━━ SELECTION

Double the Fun

Lisa and Robert Bowling had such an enjoyable experience having Garner Homes design and build a home for them at Cordillera Ranch, they decided to do it again — right next door.

Both houses have similar layouts — four bedrooms, four-and-a-half baths, a study, dining room, large kitchen, family room, a flexible game room and a master suite with workout space. Along with a pool and three-car garage with a workshop, there’s a special “bunkroom” for grandkids at both houses. But while the first house began as a Mediterranean/Hill Country design, it gradually morphed into what builder Trey Garner calls a “transitional style.” The second house is more modern, with cleaner lines and big windows to bring in views of the beautiful Hill Country.

“We are those crazy people that actually love the entire building process,” Lisa says. “We like everything about it, and Garner Homes made it so pleasurable. Even while moving into our first house, we told Trey we would be back. We knew we wanted to do it again. The decision was nothing about our first house. We loved the first house. In fact, it made it a little difficult to move forward with building again because we feared the ‘What if?’ we didn’t like the second one as much? That part was a little scary. However, when the lot next door came up for sale, we knew this was our opportunity. As much as we knew we would enjoy building again, we would have never given up our awesome Hill Country view.” 

“The Bowlings really enjoyed the first project,” Trey Garner says. “They loved getting into the details, were decisive, and enjoyed seeing the progress during their visits from where they lived in Southeast Texas. They joked a lot about not wanting the project to end because they were having a good time. I had a feeling they weren’t really joking at all. Given the relationship we had, it was no surprise when they called about the lot next door, ready to start a new adventure.” With a degree in Construction Science from Texas A&M University, Garner founded Garner Homes in 1998 and is now a Preferred Builder at Cordillera Ranch. 

The Bowlings were introduced to Garner, who then brought architect Jim Terrian of J Terrian Designs and the rest of the Garner team into the project. “It just felt right from the very beginning,” Lisa says. “You can just tell when it’s a good fit. Trey and Jim started with us from the beginning. They actually walked lots with us to help us find the perfect location for our first home. The lot was a huge decision. They helped us understand about elevations, house orientation and all else important to a successful house building project.”

Garner Homes uses a home building portal site to keep clients informed on all details of the building project — selections, budget and time frame. All conversations are recorded so everything is documented. “I loved the portal,” Lisa says. “We built the first house while living in Southeast Texas so we felt very much in the loop with the portal, phone calls, texts and pictures. It allowed us to come and go all while knowing our house was moving forward with a team of professionals.” 

The first project Garner designed and built for the Bowlings leaned toward Mediterranean — but as the design progressed, details were modernized. “The end result was one of the first of our projects that I would refer to as transitional,” Garner says. “We had some arches and interior stone walls, travertine floors and earthy tones throughout, but Robert and Lisa did a great job of making selections with surfaces and fixtures that could really work with a lot of aesthetics.” With the second house, the Bowlings had a clearer idea of what they needed. “We worked hard on our new house design,” Lisa says. “We had a huge advantage the second time around because we knew exactly how we used our house in Cordillera. We found people really entertain in their homes much more here than anywhere else we had lived previously. Again, it was important to hit a good balance of space for family and entertaining, but also something that felt right for just the two of us. While our two houses are very different in style, we definitely repeated some of our favorite features.”

━━━━
━━ EXCERPTED DATA

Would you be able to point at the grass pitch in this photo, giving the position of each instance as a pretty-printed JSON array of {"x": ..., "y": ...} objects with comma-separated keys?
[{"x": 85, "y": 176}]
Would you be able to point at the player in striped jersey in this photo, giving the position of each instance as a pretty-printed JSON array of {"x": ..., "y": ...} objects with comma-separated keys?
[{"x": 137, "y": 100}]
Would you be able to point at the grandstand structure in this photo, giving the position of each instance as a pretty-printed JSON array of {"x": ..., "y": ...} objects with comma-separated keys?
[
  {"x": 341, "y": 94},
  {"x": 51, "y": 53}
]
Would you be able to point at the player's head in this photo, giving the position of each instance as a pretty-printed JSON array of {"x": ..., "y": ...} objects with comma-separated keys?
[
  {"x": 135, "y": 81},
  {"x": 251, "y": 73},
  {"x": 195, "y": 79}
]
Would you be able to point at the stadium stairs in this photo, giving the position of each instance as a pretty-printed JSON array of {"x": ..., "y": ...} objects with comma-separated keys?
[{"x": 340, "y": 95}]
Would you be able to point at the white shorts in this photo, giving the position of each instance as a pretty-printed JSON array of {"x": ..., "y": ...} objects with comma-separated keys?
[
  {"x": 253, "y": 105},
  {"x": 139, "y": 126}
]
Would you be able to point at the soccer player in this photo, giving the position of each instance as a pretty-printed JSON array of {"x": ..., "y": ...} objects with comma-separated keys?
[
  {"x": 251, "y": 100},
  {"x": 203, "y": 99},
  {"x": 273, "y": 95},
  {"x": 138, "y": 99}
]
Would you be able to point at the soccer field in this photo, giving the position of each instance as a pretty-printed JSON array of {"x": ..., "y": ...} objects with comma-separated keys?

━━━━

▸ TASKS
(a) Repeat the passage of the Double the Fun article from "Both houses have" to "beautiful Hill Country.", word for word.
(b) Summarize the Double the Fun article in three sentences.
The material plays no part in this exercise.

▸ RESPONSES TO THE TASKS
(a)
Both houses have similar layouts — four bedrooms, four-and-a-half baths, a study, dining room, large kitchen, family room, a flexible game room and a master suite with workout space. Along with a pool and three-car garage with a workshop, there’s a special “bunkroom” for grandkids at both houses. But while the first house began as a Mediterranean/Hill Country design, it gradually morphed into what builder Trey Garner calls a “transitional style.” The second house is more modern, with cleaner lines and big windows to bring in views of the beautiful Hill Country.

(b) Lisa and Robert Bowling enjoyed having Garner Homes design and build a house for them at Cordillera Ranch so much that they had the company build a second one right next door. The two houses have similar layouts, but the first began as a Mediterranean/Hill Country design and became what Trey Garner calls a "transitional style," while the second is more modern, with cleaner lines and big windows that bring in Hill Country views. Lisa says the couple loves the entire building process, and Garner Homes kept them informed through a portal site, phone calls, texts and pictures while they were living in Southeast Texas.